__CONSIGNE__. Veuillez recopier à l'identique le passage du texte fourni, de « POINTS LITIGIEUX » à « courroux d’extrémistes islamiques? ».

__TEXTE FOURNI__.
##########
Bien que la preuve documentaire indique qu’il y a peu d’information sur le traitement des musulmans qui se convertissent au christianisme, « de nombreux procureurs se méfient du prosélytisme et de l’activisme religieux des extrémistes islamiques ou des chrétiens évangéliques, surtout lorsqu’ils jugent que de telles activités ont des résonances politiques ». Ce document souligne aussi que les tribunaux rejettent généralement les accusations portées contre les personnes impliquées dans de telles activités. Un autre document, qui traite de façon raisonnablement détaillée des droits des minorités religieuses, porte spécifiquement sur les Alevis, les Arméniens, les juifs, les Grecs et les assyriens. J’estime qu’il est raisonnable de conclure que ce document traiterait des problèmes des chrétiens si, à mon avis, ils étaient aussi importants que ceux dont il est fait mention ci‑dessus. Dans le cas du demandeur, j’estime que les problèmes qu’il prétend avoir éprouvés, même lorsqu’ils sont considérés cumulativement, équivalent à du harcèlement et non à de la persécution. […]

 

 

[7]               La Commission a estimé que le demandeur n’avait qu’un « faible niveau » d’engagement dans le christianisme et qu’il ne serait pas persécuté comme le sont certains Chrétiens évangéliques qui se livrent au prosélytisme. Par ailleurs, la détention et l’agression du demandeur par la police constituaient un incident isolé et n’étaient pas la preuve de violences systématiques commises contre les Chrétiens. La Commission s’est exprimée ainsi, à la page 3 de ses motifs :

[…] Après sa conversion au christianisme, le demandeur n’a parlé qu’à quelques personnes de ses opinions concernant l’Islam et de sa nouvelle foi. On ne peut aucunement le comparer aux chrétiens évangéliques décrits dans la preuve documentaire précitée. Le demandeur a indiqué dans son témoignage qu’il a rencontré des ecclésiastiques à quelques reprises et qu’il a commencé à lire la Bible. J’estime que sa participation au christianisme n’est pas à un niveau susceptible de provoquer le courroux des extrémistes islamiques. […] Bien que je n’admette pas la déclaration du demandeur, selon laquelle la police l’a battu […], je suis d’avis qu’il a été victime de force excessive de la part de certains membres du poste de police. J’estime qu’il s’agit d’un incident regrettable isolé.

 

 

POINTS LITIGIEUX

 

[8]               Les deux points soulevés dans cette demande sont les suivants :

1.         La Commission a‑t‑elle commis une erreur dans l’évaluation de la crainte de persécution ressentie par le demandeur parce qu’elle a laissé de côté une preuve documentaire pertinente et contradictoire présentée par le demandeur?

 

2.         La Commission a‑t‑elle commis une erreur lorsqu’elle a dit que l’engagement du demandeur dans le christianisme était à un niveau trop faible pour qu’il puisse susciter le courroux d’extrémistes islamiques?
##########
__ENREGISTREMENTS FOURNIS__.

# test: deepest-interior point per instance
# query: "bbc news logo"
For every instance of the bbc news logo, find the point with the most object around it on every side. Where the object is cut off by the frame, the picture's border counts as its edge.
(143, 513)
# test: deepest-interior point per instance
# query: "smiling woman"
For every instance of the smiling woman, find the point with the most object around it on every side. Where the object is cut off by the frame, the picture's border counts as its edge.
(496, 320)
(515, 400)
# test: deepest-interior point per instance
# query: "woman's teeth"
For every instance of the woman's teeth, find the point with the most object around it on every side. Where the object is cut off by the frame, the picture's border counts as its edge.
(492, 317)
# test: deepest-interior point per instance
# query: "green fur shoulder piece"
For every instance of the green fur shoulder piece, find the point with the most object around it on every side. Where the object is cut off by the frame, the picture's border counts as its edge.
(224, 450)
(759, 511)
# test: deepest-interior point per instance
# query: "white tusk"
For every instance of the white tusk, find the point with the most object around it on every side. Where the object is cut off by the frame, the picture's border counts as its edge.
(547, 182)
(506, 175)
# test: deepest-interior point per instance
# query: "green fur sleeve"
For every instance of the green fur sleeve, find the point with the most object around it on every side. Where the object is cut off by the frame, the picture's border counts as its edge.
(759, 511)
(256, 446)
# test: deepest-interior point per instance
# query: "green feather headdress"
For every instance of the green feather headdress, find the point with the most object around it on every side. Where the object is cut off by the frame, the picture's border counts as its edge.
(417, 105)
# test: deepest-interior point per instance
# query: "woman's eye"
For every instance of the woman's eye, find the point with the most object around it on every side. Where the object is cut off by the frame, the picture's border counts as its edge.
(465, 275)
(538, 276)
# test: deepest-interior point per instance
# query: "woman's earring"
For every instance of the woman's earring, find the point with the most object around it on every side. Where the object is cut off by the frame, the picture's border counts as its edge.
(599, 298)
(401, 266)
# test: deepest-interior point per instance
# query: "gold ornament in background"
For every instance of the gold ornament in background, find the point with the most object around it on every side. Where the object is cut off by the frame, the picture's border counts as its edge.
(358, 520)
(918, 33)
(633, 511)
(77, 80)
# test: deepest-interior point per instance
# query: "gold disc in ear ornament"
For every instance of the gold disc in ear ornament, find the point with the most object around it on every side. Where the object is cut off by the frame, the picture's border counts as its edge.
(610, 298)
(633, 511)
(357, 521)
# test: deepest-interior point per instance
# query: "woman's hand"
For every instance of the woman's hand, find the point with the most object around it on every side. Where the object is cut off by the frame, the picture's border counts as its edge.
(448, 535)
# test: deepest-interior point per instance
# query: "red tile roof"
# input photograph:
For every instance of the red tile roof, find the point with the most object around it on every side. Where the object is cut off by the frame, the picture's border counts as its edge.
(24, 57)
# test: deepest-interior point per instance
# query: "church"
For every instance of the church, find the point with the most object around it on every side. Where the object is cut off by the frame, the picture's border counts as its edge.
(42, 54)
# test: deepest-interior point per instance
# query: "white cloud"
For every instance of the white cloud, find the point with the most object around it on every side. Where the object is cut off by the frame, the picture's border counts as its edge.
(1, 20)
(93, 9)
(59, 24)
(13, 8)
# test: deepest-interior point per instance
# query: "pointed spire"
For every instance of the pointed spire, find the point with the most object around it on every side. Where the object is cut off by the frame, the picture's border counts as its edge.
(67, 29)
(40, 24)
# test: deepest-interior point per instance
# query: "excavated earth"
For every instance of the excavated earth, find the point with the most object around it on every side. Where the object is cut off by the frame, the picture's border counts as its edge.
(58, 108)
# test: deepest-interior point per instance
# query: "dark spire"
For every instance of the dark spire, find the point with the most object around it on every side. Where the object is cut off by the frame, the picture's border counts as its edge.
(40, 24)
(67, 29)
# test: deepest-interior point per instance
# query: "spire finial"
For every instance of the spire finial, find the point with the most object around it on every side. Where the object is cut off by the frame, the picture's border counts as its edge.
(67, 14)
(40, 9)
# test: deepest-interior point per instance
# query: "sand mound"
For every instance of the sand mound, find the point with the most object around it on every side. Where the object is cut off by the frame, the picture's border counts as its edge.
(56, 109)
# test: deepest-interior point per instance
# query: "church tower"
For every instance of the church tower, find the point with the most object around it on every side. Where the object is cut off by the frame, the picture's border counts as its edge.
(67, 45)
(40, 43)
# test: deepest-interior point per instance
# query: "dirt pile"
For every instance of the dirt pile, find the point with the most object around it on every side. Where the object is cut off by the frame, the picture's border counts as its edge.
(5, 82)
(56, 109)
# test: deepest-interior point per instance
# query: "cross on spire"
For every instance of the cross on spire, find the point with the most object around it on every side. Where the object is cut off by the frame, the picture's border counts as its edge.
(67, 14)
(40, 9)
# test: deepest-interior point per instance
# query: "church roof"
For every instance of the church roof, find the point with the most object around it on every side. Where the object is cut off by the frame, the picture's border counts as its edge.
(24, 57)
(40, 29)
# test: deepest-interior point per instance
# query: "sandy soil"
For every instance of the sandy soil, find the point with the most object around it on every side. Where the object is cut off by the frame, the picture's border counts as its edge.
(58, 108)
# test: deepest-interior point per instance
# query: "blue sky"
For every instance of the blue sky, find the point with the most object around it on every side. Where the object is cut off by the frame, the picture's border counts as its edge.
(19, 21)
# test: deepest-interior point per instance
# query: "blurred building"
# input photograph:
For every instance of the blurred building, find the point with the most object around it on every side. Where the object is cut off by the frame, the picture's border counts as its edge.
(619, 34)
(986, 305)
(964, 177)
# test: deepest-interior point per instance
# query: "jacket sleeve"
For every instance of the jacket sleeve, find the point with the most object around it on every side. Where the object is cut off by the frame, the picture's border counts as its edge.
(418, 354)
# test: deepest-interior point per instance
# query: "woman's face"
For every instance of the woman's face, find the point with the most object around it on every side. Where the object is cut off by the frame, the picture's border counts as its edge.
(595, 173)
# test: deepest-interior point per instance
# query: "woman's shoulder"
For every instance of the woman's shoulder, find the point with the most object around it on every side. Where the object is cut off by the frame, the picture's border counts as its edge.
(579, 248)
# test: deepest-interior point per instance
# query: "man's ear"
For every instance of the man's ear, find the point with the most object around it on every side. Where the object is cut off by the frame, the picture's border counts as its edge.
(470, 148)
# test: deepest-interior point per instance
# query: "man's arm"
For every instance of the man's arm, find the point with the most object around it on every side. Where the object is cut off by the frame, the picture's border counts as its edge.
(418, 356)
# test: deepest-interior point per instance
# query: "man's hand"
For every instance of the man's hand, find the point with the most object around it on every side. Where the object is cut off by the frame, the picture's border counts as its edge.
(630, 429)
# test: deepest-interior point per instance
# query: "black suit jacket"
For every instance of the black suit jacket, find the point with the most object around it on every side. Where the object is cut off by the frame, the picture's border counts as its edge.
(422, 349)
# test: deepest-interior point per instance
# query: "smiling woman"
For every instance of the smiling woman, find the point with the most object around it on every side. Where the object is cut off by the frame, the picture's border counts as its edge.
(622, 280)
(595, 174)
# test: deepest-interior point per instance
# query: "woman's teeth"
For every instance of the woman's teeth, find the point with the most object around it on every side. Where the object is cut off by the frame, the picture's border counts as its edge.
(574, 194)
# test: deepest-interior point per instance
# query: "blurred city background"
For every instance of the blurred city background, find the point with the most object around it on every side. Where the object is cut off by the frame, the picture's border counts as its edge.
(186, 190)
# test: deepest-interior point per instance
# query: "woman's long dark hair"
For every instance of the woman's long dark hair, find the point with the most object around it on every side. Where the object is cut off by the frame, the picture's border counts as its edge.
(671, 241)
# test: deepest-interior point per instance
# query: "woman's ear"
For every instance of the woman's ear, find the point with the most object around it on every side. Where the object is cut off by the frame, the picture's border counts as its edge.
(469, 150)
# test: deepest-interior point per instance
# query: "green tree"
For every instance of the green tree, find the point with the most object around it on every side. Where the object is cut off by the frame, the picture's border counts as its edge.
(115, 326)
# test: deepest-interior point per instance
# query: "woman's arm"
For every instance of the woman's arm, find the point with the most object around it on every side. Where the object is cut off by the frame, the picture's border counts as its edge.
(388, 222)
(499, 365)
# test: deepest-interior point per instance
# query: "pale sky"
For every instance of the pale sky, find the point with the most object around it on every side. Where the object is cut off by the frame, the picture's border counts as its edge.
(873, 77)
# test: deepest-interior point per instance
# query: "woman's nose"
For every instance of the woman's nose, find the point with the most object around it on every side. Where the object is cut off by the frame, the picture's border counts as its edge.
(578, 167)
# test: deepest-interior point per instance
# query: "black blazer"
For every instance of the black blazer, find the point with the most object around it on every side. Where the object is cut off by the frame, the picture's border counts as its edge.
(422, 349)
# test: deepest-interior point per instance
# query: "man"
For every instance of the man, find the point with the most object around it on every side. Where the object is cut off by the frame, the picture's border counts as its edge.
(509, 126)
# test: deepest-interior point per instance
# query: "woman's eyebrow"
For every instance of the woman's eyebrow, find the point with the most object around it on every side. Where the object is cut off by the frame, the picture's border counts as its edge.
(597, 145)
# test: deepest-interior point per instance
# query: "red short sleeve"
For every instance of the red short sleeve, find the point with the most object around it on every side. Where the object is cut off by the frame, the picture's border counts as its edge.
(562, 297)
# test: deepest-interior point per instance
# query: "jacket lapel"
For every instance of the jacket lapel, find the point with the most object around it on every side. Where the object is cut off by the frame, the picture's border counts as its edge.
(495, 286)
##########
__SOLUTION RÉDIGÉE__.
POINTS LITIGIEUX

 

[8]               Les deux points soulevés dans cette demande sont les suivants :

1.         La Commission a‑t‑elle commis une erreur dans l’évaluation de la crainte de persécution ressentie par le demandeur parce qu’elle a laissé de côté une preuve documentaire pertinente et contradictoire présentée par le demandeur?

 

2.         La Commission a‑t‑elle commis une erreur lorsqu’elle a dit que l’engagement du demandeur dans le christianisme était à un niveau trop faible pour qu’il puisse susciter le courroux d’extrémistes islamiques?